WHAT THIS TASK INVOLVES:
Please transcribe the following records in full, exactly as given.

SOURCE DATA:

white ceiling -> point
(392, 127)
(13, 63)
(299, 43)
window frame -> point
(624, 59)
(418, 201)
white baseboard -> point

RESULT OF THE EXERCISE:
white ceiling -> point
(392, 127)
(13, 63)
(299, 43)
window frame -> point
(624, 59)
(418, 201)
white baseboard -> point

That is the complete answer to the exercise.